▶ **WHAT IS REQUIRED**
Starting at the line containing "Where can the police" and ending at the last of the lines, update the text by changing "signage" to "sign" and leaving everything else as it is. Give back only those lines.

○ ○ ○

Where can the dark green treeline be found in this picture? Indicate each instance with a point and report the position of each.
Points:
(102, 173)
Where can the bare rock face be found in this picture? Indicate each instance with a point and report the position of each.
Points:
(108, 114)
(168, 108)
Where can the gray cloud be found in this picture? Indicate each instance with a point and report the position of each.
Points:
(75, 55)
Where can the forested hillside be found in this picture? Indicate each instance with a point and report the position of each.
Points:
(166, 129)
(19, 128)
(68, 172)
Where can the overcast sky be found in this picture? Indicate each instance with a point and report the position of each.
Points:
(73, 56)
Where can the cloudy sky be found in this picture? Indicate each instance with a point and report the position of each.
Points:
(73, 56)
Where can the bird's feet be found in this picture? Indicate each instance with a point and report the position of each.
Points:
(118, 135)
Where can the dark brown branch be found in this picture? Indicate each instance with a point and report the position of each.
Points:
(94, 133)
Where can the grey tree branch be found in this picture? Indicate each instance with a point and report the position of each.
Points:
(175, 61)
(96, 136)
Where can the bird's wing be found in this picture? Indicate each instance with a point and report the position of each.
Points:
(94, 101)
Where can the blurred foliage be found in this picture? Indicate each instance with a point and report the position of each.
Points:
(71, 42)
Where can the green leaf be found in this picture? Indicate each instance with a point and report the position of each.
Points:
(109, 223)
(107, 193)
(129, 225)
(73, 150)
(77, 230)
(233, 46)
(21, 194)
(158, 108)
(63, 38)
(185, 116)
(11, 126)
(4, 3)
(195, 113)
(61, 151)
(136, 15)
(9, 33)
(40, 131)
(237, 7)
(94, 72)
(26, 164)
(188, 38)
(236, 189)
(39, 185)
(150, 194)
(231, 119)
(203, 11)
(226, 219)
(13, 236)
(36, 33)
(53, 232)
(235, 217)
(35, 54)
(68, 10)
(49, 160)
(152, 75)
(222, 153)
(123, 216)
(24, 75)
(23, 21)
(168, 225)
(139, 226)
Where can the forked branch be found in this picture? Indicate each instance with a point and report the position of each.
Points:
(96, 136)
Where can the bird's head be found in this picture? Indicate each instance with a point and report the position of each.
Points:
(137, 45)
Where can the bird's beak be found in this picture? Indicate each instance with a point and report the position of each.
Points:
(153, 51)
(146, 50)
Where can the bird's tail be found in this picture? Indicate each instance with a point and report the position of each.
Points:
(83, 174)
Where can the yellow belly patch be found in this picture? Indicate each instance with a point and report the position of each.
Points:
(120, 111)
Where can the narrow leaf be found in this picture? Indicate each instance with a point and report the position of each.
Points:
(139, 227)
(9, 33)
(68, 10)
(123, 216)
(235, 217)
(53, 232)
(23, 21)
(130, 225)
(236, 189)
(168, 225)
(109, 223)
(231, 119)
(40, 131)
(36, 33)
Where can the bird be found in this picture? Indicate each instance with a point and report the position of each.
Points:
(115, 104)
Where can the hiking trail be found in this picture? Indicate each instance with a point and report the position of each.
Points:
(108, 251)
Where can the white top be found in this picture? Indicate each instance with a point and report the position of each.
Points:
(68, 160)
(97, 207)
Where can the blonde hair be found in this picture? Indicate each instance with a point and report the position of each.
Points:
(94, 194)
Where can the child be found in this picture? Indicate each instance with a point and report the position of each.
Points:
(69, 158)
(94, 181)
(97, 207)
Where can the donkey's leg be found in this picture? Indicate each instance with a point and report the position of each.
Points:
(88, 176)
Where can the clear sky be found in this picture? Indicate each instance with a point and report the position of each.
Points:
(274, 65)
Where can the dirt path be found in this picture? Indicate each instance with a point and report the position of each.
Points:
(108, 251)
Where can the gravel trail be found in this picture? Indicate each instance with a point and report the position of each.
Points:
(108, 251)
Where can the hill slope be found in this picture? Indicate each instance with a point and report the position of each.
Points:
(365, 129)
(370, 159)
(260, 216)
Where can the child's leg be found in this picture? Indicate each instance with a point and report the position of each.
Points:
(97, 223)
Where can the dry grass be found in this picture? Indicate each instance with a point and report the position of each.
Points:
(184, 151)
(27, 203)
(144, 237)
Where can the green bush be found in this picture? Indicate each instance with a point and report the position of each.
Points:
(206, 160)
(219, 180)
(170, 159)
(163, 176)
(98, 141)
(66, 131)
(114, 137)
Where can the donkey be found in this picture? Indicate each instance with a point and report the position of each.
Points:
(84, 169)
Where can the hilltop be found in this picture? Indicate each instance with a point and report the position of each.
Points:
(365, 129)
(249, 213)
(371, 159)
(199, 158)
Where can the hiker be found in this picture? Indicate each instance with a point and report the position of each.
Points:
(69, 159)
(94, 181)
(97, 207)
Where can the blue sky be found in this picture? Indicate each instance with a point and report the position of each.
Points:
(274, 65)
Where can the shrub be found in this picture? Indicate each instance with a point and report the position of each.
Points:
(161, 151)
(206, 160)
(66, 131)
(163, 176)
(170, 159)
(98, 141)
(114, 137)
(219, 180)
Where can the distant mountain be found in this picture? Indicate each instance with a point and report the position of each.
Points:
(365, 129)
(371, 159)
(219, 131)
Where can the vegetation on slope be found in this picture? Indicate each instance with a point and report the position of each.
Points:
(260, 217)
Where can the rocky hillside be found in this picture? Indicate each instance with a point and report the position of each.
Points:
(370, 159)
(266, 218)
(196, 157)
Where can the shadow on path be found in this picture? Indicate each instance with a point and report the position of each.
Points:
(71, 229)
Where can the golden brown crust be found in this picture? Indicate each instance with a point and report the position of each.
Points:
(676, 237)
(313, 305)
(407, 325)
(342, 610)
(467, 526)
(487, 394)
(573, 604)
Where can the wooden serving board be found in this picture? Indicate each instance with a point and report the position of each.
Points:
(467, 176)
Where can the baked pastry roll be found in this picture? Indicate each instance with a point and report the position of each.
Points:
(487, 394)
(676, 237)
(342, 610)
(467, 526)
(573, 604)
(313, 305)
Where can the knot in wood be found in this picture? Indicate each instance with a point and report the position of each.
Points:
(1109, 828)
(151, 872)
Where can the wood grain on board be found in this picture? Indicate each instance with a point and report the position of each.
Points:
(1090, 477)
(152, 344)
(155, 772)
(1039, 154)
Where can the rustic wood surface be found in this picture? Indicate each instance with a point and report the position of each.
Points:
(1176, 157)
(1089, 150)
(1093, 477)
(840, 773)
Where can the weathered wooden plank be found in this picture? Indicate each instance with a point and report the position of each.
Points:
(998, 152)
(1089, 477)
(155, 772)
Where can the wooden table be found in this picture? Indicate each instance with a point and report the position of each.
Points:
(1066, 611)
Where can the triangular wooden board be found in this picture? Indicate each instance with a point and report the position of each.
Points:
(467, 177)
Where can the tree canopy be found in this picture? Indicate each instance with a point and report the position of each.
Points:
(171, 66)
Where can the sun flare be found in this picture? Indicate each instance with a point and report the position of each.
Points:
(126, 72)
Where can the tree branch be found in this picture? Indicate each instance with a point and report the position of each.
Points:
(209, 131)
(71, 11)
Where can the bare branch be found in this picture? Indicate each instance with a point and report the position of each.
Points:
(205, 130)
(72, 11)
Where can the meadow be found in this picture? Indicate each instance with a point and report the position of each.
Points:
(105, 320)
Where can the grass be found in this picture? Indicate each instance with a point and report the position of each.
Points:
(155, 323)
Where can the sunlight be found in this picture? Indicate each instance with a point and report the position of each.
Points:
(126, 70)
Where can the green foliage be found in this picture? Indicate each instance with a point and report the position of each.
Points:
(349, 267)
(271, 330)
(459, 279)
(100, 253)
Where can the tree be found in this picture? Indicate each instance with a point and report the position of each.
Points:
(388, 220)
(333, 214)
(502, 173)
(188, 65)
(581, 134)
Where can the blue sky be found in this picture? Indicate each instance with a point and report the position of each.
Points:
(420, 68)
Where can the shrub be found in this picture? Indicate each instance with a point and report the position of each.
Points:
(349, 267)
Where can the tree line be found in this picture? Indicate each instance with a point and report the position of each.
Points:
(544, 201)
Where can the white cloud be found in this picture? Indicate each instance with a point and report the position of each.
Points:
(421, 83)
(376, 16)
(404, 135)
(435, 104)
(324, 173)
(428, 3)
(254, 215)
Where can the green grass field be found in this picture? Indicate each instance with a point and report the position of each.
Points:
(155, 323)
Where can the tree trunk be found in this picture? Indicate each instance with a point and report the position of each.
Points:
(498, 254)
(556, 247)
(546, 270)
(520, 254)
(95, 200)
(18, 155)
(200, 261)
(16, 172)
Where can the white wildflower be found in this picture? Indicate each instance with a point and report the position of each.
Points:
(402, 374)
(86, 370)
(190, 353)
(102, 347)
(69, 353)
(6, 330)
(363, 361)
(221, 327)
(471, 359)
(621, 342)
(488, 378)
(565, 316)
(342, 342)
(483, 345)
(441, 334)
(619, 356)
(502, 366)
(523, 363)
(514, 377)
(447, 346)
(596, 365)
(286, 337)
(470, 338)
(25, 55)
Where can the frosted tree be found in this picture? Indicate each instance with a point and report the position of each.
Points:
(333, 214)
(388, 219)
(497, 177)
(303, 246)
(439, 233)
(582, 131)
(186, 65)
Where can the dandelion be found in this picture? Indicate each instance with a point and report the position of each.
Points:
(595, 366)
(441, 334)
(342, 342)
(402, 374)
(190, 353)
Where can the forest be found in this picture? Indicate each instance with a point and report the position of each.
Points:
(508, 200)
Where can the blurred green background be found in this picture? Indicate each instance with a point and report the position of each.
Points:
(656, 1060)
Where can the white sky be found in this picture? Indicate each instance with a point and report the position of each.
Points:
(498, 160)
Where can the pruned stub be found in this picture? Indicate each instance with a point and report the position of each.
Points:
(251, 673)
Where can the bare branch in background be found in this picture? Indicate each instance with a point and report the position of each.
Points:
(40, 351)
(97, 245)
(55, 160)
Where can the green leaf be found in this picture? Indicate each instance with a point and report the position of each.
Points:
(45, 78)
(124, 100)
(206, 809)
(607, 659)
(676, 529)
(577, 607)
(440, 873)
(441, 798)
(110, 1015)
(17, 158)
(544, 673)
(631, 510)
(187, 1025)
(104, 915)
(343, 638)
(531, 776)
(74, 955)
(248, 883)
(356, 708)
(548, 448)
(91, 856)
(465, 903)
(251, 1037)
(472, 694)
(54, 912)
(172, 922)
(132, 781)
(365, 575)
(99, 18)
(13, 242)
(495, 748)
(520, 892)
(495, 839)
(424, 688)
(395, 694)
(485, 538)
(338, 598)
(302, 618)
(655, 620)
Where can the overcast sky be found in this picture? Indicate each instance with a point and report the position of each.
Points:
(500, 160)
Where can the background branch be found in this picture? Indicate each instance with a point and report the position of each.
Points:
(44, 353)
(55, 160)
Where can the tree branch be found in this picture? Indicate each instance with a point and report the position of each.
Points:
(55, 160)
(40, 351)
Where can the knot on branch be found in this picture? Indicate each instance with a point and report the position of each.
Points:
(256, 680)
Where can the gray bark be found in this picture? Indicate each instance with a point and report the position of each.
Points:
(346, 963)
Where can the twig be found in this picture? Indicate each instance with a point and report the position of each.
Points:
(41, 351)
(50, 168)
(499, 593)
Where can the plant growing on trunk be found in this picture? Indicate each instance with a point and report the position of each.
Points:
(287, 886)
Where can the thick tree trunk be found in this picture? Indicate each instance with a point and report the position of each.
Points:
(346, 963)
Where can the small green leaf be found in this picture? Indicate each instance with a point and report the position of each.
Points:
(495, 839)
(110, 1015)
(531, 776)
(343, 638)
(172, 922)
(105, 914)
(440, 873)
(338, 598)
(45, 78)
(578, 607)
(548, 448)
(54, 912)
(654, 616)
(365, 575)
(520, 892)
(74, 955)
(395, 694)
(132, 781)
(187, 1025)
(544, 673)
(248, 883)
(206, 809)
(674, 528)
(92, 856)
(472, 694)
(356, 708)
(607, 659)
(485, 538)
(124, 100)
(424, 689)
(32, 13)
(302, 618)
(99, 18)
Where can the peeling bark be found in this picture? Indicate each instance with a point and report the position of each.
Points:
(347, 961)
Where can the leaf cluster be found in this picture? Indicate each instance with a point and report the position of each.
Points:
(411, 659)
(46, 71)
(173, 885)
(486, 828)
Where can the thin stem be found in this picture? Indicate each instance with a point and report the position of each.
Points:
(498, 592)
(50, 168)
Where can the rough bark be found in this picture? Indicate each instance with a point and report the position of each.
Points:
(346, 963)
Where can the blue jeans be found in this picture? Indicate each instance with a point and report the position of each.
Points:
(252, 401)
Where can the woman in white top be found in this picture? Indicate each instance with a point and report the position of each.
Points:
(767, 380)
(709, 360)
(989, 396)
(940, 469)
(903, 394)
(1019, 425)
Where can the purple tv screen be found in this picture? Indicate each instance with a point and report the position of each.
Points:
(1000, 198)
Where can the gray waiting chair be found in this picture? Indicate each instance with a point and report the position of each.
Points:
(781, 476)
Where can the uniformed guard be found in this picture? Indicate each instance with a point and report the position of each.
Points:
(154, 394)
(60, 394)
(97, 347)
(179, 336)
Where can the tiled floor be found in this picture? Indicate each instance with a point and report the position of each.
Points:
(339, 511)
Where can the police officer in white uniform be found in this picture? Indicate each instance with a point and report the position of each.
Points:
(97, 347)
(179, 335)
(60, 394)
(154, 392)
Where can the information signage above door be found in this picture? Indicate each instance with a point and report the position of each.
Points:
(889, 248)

○ ○ ○

▶ **SOLUTION TO THIS PROBLEM**
Where can the police officer in white uniform be found in this picture? Indicate each instance with a point and report the position of each.
Points:
(97, 347)
(179, 335)
(60, 394)
(154, 392)
Where can the information sign above door be found in this picture? Indicate each instance with a point and report the position of each.
Points:
(889, 248)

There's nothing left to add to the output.